EXERCISE GOAL: The reply should hold only the lines from the one with "mask --target=sky --return=outline" through the end of the data, each given exactly.

(Extracted records)
━━━━
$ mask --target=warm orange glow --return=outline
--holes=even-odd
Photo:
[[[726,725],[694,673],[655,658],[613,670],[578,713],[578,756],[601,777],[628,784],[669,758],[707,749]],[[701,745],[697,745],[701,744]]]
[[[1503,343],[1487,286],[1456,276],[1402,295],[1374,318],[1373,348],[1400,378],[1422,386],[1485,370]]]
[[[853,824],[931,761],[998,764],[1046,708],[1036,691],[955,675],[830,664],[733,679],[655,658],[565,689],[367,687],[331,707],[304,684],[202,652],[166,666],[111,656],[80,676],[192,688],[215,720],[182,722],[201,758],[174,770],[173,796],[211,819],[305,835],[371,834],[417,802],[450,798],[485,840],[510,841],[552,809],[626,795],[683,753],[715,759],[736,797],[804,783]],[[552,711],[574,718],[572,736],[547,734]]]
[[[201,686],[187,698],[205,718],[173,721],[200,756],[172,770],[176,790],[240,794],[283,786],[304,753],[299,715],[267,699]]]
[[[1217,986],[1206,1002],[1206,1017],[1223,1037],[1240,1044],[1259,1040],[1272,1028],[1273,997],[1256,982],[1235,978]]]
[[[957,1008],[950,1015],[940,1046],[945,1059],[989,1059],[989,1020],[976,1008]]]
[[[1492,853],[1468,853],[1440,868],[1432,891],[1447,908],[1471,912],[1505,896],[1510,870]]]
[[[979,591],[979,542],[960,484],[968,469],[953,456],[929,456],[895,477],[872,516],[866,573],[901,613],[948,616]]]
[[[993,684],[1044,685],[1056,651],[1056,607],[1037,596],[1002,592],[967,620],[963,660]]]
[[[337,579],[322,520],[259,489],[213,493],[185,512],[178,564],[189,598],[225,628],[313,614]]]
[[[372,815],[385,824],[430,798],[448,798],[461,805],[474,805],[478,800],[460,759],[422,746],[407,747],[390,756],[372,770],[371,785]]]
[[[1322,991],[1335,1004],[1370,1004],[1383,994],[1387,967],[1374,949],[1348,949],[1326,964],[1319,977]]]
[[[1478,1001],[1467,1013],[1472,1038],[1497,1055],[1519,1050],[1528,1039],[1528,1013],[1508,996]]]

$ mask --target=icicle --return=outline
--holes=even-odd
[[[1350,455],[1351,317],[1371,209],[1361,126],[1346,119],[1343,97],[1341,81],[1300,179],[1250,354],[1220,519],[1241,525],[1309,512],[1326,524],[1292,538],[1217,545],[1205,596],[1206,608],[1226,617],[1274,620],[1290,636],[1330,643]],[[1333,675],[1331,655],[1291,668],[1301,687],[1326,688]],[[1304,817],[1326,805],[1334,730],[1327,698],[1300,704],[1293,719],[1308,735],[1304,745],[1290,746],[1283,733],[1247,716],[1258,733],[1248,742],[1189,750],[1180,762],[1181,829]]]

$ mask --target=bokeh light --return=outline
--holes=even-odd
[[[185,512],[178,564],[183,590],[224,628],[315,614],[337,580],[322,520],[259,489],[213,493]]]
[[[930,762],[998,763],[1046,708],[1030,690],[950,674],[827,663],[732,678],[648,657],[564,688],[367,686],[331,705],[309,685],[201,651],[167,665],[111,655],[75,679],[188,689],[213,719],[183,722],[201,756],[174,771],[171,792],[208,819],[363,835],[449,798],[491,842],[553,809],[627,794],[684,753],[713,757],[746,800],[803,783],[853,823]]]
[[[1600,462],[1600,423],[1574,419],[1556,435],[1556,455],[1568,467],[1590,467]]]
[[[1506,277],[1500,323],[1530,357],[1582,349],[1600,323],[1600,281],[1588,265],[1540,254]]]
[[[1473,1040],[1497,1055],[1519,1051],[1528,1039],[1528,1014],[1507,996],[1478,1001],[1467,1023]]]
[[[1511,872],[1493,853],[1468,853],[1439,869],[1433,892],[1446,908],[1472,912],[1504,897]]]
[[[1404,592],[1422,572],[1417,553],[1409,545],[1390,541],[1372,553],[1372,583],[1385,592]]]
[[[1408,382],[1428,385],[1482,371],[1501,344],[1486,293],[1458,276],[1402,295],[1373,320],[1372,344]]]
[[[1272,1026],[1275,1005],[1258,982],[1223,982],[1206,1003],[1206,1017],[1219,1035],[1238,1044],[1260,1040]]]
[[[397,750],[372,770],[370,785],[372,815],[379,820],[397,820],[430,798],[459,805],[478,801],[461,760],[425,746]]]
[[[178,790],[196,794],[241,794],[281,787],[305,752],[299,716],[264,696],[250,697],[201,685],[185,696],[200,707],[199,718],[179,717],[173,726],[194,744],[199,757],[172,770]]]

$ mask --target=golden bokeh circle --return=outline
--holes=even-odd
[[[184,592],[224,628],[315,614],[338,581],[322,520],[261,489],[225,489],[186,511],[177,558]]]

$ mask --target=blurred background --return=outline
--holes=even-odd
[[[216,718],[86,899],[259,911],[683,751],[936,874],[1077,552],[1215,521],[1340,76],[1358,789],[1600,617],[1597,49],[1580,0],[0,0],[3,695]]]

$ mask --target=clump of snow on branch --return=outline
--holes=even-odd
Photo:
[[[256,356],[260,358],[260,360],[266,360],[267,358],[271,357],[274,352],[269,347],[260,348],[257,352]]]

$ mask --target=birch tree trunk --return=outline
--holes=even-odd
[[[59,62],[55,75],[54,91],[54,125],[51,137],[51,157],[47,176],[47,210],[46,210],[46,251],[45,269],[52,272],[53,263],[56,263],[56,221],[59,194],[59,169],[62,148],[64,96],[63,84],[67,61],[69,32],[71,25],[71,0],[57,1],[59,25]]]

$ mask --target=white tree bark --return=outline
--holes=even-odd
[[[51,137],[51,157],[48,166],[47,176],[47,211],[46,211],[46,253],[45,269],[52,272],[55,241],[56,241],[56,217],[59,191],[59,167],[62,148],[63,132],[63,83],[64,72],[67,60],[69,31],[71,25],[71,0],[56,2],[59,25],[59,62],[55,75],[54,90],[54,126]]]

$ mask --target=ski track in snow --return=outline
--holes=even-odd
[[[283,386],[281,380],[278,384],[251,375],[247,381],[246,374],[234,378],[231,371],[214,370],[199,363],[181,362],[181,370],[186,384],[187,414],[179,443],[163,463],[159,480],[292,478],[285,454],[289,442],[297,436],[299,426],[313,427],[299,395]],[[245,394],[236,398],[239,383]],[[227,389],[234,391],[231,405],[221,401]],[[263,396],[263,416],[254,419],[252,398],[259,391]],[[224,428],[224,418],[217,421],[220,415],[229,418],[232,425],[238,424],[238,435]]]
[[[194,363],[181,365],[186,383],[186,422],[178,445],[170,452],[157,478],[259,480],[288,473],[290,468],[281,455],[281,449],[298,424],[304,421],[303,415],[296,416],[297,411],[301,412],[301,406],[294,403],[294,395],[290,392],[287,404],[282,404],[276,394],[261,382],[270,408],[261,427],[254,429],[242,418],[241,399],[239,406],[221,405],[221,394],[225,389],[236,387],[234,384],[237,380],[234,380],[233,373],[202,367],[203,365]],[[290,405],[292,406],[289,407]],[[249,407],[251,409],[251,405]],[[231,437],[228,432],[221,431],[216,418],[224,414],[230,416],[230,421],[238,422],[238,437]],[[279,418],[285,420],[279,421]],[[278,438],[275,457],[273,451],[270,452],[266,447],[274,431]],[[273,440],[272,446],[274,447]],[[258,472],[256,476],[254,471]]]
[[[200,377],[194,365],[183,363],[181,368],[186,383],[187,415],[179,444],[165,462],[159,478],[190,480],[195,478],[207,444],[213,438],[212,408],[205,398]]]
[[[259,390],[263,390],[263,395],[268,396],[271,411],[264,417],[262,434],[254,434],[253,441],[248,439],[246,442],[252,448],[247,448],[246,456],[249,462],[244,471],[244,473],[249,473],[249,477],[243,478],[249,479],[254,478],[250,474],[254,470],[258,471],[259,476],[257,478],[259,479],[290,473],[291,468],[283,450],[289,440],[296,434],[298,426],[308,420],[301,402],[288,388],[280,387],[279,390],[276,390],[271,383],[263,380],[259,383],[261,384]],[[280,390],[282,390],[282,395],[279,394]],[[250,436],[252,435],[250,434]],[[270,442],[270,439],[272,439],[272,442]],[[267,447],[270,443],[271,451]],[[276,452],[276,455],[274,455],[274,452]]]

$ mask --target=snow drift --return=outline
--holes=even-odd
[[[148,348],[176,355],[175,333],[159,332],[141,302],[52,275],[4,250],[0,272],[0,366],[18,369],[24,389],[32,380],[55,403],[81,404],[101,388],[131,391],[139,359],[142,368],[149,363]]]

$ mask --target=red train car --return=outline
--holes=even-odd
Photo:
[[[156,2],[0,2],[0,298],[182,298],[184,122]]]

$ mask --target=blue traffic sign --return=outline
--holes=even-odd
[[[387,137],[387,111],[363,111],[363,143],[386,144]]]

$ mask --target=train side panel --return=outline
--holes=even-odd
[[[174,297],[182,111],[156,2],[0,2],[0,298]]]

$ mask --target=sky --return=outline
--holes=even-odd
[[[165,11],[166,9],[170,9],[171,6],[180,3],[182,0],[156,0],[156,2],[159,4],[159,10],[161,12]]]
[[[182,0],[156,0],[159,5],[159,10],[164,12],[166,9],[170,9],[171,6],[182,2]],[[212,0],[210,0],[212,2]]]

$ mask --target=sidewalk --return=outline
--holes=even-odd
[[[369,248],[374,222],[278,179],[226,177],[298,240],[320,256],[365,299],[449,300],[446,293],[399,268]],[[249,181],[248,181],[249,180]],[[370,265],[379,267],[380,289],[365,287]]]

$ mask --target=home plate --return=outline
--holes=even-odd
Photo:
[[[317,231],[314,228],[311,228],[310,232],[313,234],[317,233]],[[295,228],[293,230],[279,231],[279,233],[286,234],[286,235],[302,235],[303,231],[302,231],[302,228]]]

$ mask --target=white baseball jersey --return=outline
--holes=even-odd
━━━━
SOLUTION TO THIS TASK:
$ mask --target=sky --return=outline
--holes=even-odd
[[[165,11],[166,9],[170,9],[171,6],[180,3],[182,0],[156,0],[156,2],[159,4],[159,10],[161,12]]]
[[[182,0],[156,0],[159,5],[159,10],[164,12],[166,9],[170,9],[171,6],[182,2]],[[212,0],[210,0],[212,2]]]

$ mask --target=sidewalk --return=outline
--holes=even-odd
[[[369,248],[374,222],[278,179],[226,177],[298,240],[320,256],[365,299],[449,300],[446,293],[399,268]],[[249,181],[248,181],[249,180]],[[370,265],[379,267],[380,289],[365,287]]]

$ mask --target=home plate --return=outline
--holes=even-odd
Photo:
[[[317,231],[314,228],[311,228],[310,232],[313,234],[317,233]],[[295,228],[293,230],[279,231],[279,233],[286,234],[286,235],[302,235],[303,231],[302,231],[302,228]]]

$ mask --target=white baseball jersey --return=outline
--holes=even-odd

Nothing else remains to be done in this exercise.